Publié le Mardi 9 juin 2020 à 14h16.

Black Lives Matter : immense succès populaire en Belgique

Paru sur https://www.gaucheanticapitaliste.org

Ce dimanche 7 juin, plusieurs organisations avaient lancé un appel afin de se rassembler dans différentes villes de Belgique. Le point de départ de cet élan était l’envie de manifester la solidarité internationale envers le mouvement antiraciste de masse autour de Black Lives Matter aux États-Unis qui a pris les rues du pays depuis le meurtre policier de Georges Floyd. Ces appels spontanés (souvent de la part de personnes qui n’avaient jamais organisé de manifestation/rassemblement) ont parfois suscité de la crainte ou des tensions, par exemple autour du fait que ça devait être l’occasion de dénoncer le racisme, la violence et les abus policiers, les homicides de la police,…en Belgique aussi. C’est finalement grâce à des réunions unitaires et à un impressionnant travail politique de collectifs et associations antiracistes et de personnes noires et afro-descendantes qu’une ligne s’est dégagée pour permettre que ces rassemblement soient de véritables succès.

[Enregistrements d'identification des positions]
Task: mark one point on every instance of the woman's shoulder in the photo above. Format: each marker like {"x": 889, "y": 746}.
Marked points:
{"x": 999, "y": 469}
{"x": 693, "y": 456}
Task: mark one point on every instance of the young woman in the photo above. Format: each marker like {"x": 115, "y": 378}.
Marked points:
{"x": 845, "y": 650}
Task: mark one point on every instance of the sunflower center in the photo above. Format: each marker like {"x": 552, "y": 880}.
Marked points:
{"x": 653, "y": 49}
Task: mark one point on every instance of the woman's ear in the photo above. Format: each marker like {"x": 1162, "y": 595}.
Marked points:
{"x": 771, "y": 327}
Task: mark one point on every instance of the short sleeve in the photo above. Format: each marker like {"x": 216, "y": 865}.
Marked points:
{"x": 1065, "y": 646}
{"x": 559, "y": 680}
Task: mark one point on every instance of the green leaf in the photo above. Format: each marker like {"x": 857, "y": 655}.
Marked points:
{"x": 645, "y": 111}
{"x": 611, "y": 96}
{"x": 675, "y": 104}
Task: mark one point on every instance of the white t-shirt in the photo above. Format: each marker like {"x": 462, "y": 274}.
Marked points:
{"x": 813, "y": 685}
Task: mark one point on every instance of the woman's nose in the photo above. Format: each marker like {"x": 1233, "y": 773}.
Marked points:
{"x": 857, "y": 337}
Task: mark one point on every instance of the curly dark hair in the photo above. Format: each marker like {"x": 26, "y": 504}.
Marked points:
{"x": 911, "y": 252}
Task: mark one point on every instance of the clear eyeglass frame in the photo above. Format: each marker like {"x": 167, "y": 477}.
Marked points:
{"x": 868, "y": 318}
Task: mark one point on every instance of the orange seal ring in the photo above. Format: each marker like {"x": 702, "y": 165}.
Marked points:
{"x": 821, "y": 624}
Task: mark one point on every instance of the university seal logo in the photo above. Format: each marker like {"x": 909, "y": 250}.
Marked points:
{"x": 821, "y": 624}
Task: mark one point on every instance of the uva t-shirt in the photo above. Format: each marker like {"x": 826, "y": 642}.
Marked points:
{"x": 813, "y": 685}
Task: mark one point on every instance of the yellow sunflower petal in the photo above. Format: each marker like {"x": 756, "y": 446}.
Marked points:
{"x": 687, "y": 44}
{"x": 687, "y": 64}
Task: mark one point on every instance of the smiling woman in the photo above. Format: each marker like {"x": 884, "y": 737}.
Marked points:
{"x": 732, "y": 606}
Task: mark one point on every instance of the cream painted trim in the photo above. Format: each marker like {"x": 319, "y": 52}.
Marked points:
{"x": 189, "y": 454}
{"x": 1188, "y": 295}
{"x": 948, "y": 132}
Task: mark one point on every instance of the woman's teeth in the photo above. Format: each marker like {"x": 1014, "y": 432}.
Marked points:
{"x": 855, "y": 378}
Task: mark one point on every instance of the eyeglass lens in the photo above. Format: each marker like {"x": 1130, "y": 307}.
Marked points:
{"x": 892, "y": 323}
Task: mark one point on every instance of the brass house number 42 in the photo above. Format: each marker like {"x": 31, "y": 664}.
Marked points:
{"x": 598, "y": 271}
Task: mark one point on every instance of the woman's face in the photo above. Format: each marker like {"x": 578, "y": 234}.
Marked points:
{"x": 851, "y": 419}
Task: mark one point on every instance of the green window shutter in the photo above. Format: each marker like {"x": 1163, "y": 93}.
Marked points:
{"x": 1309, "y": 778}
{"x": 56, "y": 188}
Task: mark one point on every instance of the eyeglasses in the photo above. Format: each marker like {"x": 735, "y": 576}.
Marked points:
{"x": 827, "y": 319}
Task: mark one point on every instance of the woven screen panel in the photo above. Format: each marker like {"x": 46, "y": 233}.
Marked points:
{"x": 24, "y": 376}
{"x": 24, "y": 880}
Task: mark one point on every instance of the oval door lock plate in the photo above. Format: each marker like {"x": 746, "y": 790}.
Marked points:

TÂCHE ÉNONCÉE 1 »
Répondez à ces questions sur l'article consacré à Black Lives Matter en Belgique :
(a) Quel jour les organisations appelaient-elles à se rassembler ?
(b) Quel événement a mis le mouvement dans les rues aux États-Unis ?
(c) Grâce à quoi une ligne s'est-elle dégagée pour faire de ces rassemblements des succès ?
TÂCHE ÉNONCÉE 2 »
Écrivez la suite de l'article consacré à Black Lives Matter en Belgique, à partir de sa dernière phrase.

RÉPONSE FINALE 1 »
(a) Le dimanche 7 juin.
(b) Le meurtre policier de Georges Floyd.
(c) Grâce à des réunions unitaires et à un impressionnant travail politique de collectifs et associations antiracistes et de personnes noires et afro-descendantes.

RÉPONSE FINALE 2 »
Vidéo de la manifestation : https://www.facebook.com/gaucheanticapitaliste/videos/320612492265640/

Près de 1.200 personnes se sont donc retrouvées à Anvers sur la Steenplein, 750 autres dans le parc Albert à Gand et 200 personnes ont participé à un sit-in à Hasselt. À Bruxelles, c’est plus de 12.000 personnes qui se sont rassemblé.e.s Place Poelaert. Les prises de paroles ont été nombreuses : de la part des personnes sans-papiers pour réclamer la régularisation, des familles de victimes d’homicides policiers qui réclamaient justice, des militant.e.s antiracistes, des militant.e.s décoloniaux, …Nombre d’orateurs/trices à Bruxelles ont dénoncé le déni des crimes du colonialisme belge (les mains coupées, le rôle de Léopold II, le pillage du caoutchouc et d’autres matières premières, la destruction de villages, l’esclavage, etc). Iels ont appelé à décoloniser les livres scolaires et les espaces publics.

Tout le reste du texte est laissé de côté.